-- PROVIDED TEXT follows --

Barnett Janner, Baron Janner (20 June 1892 – 4 May 1982), was a British politician who was elected as a Liberal Member of Parliament (MP) and later as a Labour MP.

==Early life==
Janner was born ברוך אהרון בן יהושע (Baruch Aharon ben Yehoshua) to a Litvak family in Luokė in the Kovno Governorate of the Russian Empire, in what is now Lithuania. He was the son of Joseph and Gertrude Janner. At the age of nine months, his family, who were Orthodox Jews, moved to Barry, Glamorgan, Wales, where his father opened a furniture shop.

Janner was educated at the local school before obtaining a scholarship to attend the University College of South Wales and Monmouthshire at Cardiff. He was president of the students' union and edited the college magazine. He graduated with a BA in English and mathematics in 1914, before serving in the Royal Garrison Artillery during the First World War. Having studied law before the war, he was admitted as solicitor in 1919 and established a legal practice in Cardiff.

==Liberal politics==
Janner entered politics in 1920 when he stood unsuccessfully for election to Cardiff City Council as a candidate of the Comrades of the Great War. Three years later he had joined the Liberal Party, but again failed to gain a seat on the council. In 1926 he was elected to the Board of Deputies of British Jews, and subsequently became a member of the executive of the British Zionist Federation.

At the 1929 general election he was the Liberal candidate for Cardiff Central, but failed to be elected. Later in the year he moved to Hendon, north London, and took up employment as company secretary and solicitor for his father-in-law's business.

In 1930, Harry Gosling, the sitting Labour MP for the Whitechapel and St George's constituency in the East End of London died. Janner was chosen to contest the resulting by-election. The area had a large Jewish population, and he campaigned in opposition to the government's policy on Palestine, but was narrowly defeated. Ten months later at the 1931 general election Janner again contested the Whitechapel seat for the Liberals, this time being returned to the House of Commons. At the next general election in 1935 Janner stood as a Liberal and Anti-Fascist candidate, but was one of many Liberals to lose their seats, with the Labour Party regaining the seat.

-- PROVIDED TEXT concluded --

#### [DESCRIPTION OF THE TASK]
Rewrite the part of the Barnett Janner text that opens with the words containing "In 1930, Harry" and closes with "regaining the seat.", changing "narrowly" to "closely".

-- SUPPLIED RECORDS follows --

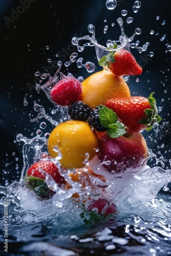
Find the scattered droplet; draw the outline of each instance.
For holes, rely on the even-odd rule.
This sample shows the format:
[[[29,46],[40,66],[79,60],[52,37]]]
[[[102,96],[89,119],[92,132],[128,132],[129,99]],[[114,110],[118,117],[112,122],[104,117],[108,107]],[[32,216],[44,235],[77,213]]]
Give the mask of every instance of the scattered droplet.
[[[149,31],[149,34],[150,34],[151,35],[153,35],[154,33],[155,33],[155,32],[154,32],[154,30],[151,30],[151,31]]]
[[[116,0],[107,0],[105,6],[109,10],[114,10],[117,7],[117,2]]]
[[[140,2],[140,1],[135,1],[134,5],[137,8],[140,8],[141,7],[141,3]]]
[[[39,127],[41,129],[45,129],[47,126],[47,124],[45,122],[41,122],[41,123],[40,123]]]
[[[133,21],[134,20],[134,19],[132,17],[128,17],[126,19],[126,23],[129,24],[130,23],[132,23]]]
[[[36,76],[39,76],[39,75],[40,75],[40,73],[39,71],[37,71],[35,73],[35,75]]]
[[[121,11],[121,14],[122,16],[126,16],[127,14],[127,10],[122,10]]]
[[[168,45],[168,46],[167,46],[167,49],[169,52],[171,52],[171,45]]]

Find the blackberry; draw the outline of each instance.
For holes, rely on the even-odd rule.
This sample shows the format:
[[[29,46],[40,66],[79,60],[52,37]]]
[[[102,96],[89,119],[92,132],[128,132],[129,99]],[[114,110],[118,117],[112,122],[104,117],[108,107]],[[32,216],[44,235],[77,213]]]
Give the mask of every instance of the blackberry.
[[[90,111],[89,106],[80,101],[75,101],[68,107],[68,114],[73,120],[87,120]]]
[[[88,122],[93,126],[97,132],[105,132],[107,129],[104,127],[101,123],[99,119],[99,107],[96,106],[90,112]]]

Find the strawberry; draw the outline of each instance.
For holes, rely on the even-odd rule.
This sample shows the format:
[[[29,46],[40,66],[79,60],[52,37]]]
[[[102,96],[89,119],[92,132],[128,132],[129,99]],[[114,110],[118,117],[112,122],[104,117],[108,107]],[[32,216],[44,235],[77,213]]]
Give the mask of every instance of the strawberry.
[[[85,210],[85,206],[83,206]],[[89,219],[85,218],[84,213],[80,214],[86,224],[93,223],[104,219],[108,219],[116,213],[116,206],[114,204],[110,203],[106,199],[99,198],[97,200],[93,200],[89,204],[87,210],[90,215]]]
[[[142,96],[116,98],[105,102],[105,106],[117,115],[122,123],[130,129],[141,132],[150,131],[155,123],[162,120],[157,115],[154,93],[146,98]]]
[[[61,168],[65,172],[67,171],[67,169]],[[28,170],[26,175],[26,185],[34,191],[40,198],[47,199],[54,193],[47,185],[45,175],[41,171],[46,172],[52,176],[60,187],[63,187],[66,181],[60,175],[58,168],[51,161],[40,160],[33,164]]]
[[[142,72],[133,55],[124,49],[110,52],[101,59],[99,63],[102,66],[106,66],[117,76],[136,76]]]
[[[81,99],[82,84],[73,76],[65,76],[58,82],[51,91],[52,100],[57,104],[69,105]]]

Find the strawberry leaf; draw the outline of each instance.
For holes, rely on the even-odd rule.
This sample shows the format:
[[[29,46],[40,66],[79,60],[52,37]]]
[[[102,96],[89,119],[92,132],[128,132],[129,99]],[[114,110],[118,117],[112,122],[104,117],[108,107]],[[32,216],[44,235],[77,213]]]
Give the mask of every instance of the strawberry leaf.
[[[110,62],[115,62],[116,60],[114,56],[114,54],[115,52],[115,51],[114,51],[113,52],[111,52],[109,54],[107,55],[106,57],[106,61],[109,61]]]
[[[123,124],[119,121],[116,123],[110,124],[109,129],[107,130],[107,134],[112,138],[114,139],[123,135],[126,131]]]
[[[159,122],[160,122],[160,121],[161,121],[162,120],[162,119],[158,115],[156,115],[155,118],[156,119],[155,122],[157,123],[158,123]]]
[[[103,56],[98,61],[99,65],[101,67],[105,66],[106,63],[107,55]]]
[[[115,123],[118,120],[116,114],[110,109],[103,105],[99,108],[99,119],[101,124],[108,128],[110,124]]]

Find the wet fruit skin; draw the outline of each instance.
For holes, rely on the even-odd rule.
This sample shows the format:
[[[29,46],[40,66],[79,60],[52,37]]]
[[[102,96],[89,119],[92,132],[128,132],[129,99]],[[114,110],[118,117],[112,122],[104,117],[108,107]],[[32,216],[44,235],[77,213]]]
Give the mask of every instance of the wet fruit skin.
[[[92,108],[104,105],[113,98],[131,97],[129,88],[121,77],[104,69],[93,74],[82,82],[81,100]]]
[[[136,76],[141,74],[142,68],[129,51],[123,49],[119,50],[114,56],[115,62],[109,62],[109,66],[110,70],[115,75]]]
[[[54,147],[57,146],[62,155],[59,160],[61,165],[69,169],[81,168],[86,153],[90,154],[89,160],[96,155],[98,140],[95,132],[85,122],[78,120],[60,123],[51,132],[48,142],[48,150],[52,157],[58,153]]]
[[[40,160],[33,164],[27,171],[28,177],[32,175],[33,177],[45,180],[45,176],[39,172],[39,169],[44,170],[51,175],[59,185],[66,184],[65,179],[60,175],[58,168],[51,161]]]
[[[84,177],[84,181],[82,183],[81,180],[82,176],[83,176]],[[72,179],[72,180],[75,181],[75,182],[79,182],[80,183],[81,183],[81,188],[83,188],[86,187],[86,183],[87,186],[88,185],[91,187],[92,189],[94,188],[94,186],[92,184],[92,182],[91,181],[91,178],[92,177],[98,178],[104,182],[108,182],[102,175],[98,175],[95,174],[91,167],[89,168],[89,169],[87,172],[85,172],[83,168],[80,169],[76,169],[74,171],[70,173],[68,175],[68,176]],[[69,184],[68,182],[67,181],[65,186],[65,189],[69,189],[69,188],[71,188],[71,187],[72,187]],[[79,195],[75,193],[72,195],[72,197],[78,198],[79,197]],[[87,199],[89,199],[89,198],[88,198]]]
[[[112,99],[105,102],[105,106],[113,110],[121,121],[133,131],[142,131],[148,127],[138,123],[140,119],[147,118],[144,111],[152,109],[148,99],[144,97]]]
[[[99,214],[104,214],[104,217],[107,216],[108,215],[111,214],[116,214],[116,206],[114,204],[112,203],[109,204],[106,208],[104,212],[102,212],[103,211],[104,208],[105,207],[106,204],[108,204],[108,200],[104,198],[99,198],[97,200],[94,200],[89,204],[88,210],[89,211],[93,210],[93,208],[96,208],[98,209],[97,213]]]
[[[127,129],[125,135],[112,139],[105,132],[99,139],[100,161],[111,161],[103,164],[110,172],[125,172],[127,168],[135,169],[147,156],[145,139],[139,132]]]

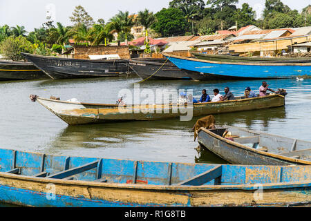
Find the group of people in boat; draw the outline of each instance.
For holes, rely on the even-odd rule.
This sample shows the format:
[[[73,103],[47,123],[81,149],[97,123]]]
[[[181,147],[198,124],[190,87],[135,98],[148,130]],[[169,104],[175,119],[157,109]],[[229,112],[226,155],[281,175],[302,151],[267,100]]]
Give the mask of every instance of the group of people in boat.
[[[244,91],[244,97],[245,98],[252,98],[252,97],[263,97],[267,95],[267,90],[270,90],[276,94],[281,94],[281,95],[286,95],[288,93],[286,93],[286,90],[285,89],[279,89],[278,91],[274,91],[272,89],[269,88],[269,85],[266,81],[263,81],[262,85],[259,88],[259,95],[256,95],[254,90],[252,90],[250,87],[245,88]],[[207,102],[218,102],[223,101],[231,101],[236,99],[232,92],[230,91],[229,87],[225,88],[225,95],[223,96],[220,94],[219,90],[215,88],[213,90],[214,97],[211,99],[209,95],[207,93],[206,89],[202,90],[202,96],[199,100],[196,100],[194,97],[193,97],[192,95],[189,95],[187,96],[187,93],[183,92],[180,93],[180,97],[178,99],[178,103],[187,103],[187,102],[193,102],[194,104],[196,103],[207,103]]]

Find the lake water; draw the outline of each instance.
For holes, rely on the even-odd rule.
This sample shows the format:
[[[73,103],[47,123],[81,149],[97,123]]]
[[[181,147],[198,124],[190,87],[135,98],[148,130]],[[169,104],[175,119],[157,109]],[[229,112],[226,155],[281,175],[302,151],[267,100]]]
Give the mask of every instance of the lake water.
[[[153,121],[70,126],[29,95],[62,100],[115,104],[122,89],[133,90],[138,77],[71,80],[3,81],[0,83],[0,147],[72,156],[102,157],[139,160],[223,163],[222,160],[196,149],[189,131],[199,117],[190,122],[179,118]],[[285,108],[214,115],[218,124],[229,124],[311,141],[311,79],[269,80],[270,87],[286,88]],[[229,86],[241,95],[246,86],[256,93],[261,80],[195,82],[147,81],[140,89],[192,89],[199,98],[202,88],[212,95]]]
[[[29,95],[62,100],[115,104],[122,89],[133,90],[138,77],[0,82],[0,148],[71,156],[179,162],[226,163],[196,148],[189,131],[199,117],[68,126]],[[270,88],[286,88],[285,106],[215,115],[217,124],[228,124],[311,141],[311,79],[269,80]],[[195,82],[147,81],[140,89],[192,89],[199,98],[202,88],[225,86],[236,95],[250,86],[256,93],[260,80]],[[0,204],[0,206],[10,205]]]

-- SUPPLIED RECORDS concluded --

#### [YOUR SOLUTION]
In 1930, Harry Gosling, the sitting Labour MP for the Whitechapel and St George's constituency in the East End of London died. Janner was chosen to contest the resulting by-election. The area had a large Jewish population, and he campaigned in opposition to the government's policy on Palestine, but was closely defeated. Ten months later at the 1931 general election Janner again contested the Whitechapel seat for the Liberals, this time being returned to the House of Commons. At the next general election in 1935 Janner stood as a Liberal and Anti-Fascist candidate, but was one of many Liberals to lose their seats, with the Labour Party regaining the seat.